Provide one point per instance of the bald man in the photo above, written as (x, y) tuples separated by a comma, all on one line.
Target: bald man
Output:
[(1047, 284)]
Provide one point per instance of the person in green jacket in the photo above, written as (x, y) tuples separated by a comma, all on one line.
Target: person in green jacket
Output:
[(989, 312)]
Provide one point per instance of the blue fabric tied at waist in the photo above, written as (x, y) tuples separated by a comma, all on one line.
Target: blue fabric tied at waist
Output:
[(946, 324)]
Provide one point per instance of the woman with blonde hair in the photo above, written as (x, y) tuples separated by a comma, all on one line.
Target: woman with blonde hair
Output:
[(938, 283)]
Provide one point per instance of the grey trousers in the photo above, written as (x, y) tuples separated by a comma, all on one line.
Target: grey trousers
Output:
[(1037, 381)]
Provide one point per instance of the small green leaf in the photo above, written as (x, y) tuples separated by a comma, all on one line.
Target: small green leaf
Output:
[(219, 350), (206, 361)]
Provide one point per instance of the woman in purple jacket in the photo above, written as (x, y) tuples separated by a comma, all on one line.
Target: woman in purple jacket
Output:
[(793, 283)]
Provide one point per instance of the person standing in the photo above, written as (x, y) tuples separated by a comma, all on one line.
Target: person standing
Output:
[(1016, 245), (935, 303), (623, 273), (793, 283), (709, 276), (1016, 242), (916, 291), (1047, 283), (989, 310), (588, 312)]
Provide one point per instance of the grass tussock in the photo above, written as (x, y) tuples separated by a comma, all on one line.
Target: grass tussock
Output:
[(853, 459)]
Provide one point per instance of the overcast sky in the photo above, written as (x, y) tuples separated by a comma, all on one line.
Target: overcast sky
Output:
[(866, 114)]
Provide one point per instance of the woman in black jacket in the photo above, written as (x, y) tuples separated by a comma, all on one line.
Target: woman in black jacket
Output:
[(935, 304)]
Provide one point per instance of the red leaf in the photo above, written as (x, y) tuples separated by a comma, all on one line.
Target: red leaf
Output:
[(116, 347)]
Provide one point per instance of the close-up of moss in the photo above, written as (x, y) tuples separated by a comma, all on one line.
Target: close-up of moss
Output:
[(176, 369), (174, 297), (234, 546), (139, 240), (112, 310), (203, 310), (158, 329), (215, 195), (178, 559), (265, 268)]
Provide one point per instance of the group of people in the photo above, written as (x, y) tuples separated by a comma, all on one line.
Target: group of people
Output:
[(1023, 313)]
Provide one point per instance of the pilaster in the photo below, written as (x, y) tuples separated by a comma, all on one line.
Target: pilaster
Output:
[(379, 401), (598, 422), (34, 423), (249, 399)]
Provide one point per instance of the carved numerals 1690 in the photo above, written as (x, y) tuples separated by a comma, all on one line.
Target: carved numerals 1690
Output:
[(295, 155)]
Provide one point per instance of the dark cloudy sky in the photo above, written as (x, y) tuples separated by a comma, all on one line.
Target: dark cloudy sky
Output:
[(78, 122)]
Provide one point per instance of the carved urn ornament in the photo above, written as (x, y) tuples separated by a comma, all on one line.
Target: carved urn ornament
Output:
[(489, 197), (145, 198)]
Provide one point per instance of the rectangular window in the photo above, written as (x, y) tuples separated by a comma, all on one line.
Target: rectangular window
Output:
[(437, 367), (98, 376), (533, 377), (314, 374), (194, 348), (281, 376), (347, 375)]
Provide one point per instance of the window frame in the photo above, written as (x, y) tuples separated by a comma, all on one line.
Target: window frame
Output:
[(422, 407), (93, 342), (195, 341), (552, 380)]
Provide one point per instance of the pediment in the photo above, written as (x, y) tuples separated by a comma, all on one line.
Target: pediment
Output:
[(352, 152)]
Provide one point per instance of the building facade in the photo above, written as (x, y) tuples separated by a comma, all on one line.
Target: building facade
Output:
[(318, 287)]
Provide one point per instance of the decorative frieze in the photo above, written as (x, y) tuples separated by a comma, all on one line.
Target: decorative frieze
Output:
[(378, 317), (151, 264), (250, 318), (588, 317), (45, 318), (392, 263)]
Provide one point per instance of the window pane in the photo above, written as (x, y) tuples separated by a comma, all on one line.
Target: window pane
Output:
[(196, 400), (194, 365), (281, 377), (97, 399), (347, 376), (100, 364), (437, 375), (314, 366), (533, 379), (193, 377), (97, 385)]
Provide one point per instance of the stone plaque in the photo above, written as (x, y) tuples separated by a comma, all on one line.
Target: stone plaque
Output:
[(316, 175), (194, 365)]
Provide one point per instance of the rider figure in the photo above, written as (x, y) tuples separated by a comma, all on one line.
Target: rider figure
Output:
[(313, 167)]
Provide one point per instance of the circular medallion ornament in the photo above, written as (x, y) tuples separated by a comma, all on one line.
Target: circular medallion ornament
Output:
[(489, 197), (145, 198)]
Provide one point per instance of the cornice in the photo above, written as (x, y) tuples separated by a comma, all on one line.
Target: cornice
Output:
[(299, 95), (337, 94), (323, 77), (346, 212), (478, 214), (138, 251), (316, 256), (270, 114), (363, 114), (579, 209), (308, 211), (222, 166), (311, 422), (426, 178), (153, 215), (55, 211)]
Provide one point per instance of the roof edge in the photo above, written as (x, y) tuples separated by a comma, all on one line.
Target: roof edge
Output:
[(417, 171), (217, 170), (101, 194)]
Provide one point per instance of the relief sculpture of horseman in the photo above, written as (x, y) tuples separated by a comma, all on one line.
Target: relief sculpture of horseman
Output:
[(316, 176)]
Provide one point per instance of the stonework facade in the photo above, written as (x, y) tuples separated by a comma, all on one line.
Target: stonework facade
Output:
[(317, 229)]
+--
* [Task details] Reproduce the records from the line with "Provide one point per instance of the blue" to the line with "[(219, 350), (206, 361)]", both included and nothing else, keeping the requests as they are. Multiply every coordinate in the answers by 0.25 and round each result to a whole number, with halves going up.

* [Expected answer]
Provide one point per instance of the blue fabric tied at waist in the photo above, written as (x, y) tuples separated by a comma, all on one line.
Target: blue fabric tied at waist
Output:
[(237, 81)]
Provide one point per instance of the woman with blonde hair in the photo above, written as (x, y) tuples separated by a comma, all on one line.
Target: woman with blonde hair
Output:
[(235, 71)]
Provide one point per instance of the grey trousers in the photo above, written as (x, y) tuples separated by a comma, all on one line.
Target: grey trousers
Output:
[(259, 95)]
Provide one point per instance of the small green leaf in the photo above, written as (x, y) tuples separated by a comma, all on one line.
Target: small green leaf
Output:
[(55, 88), (52, 90)]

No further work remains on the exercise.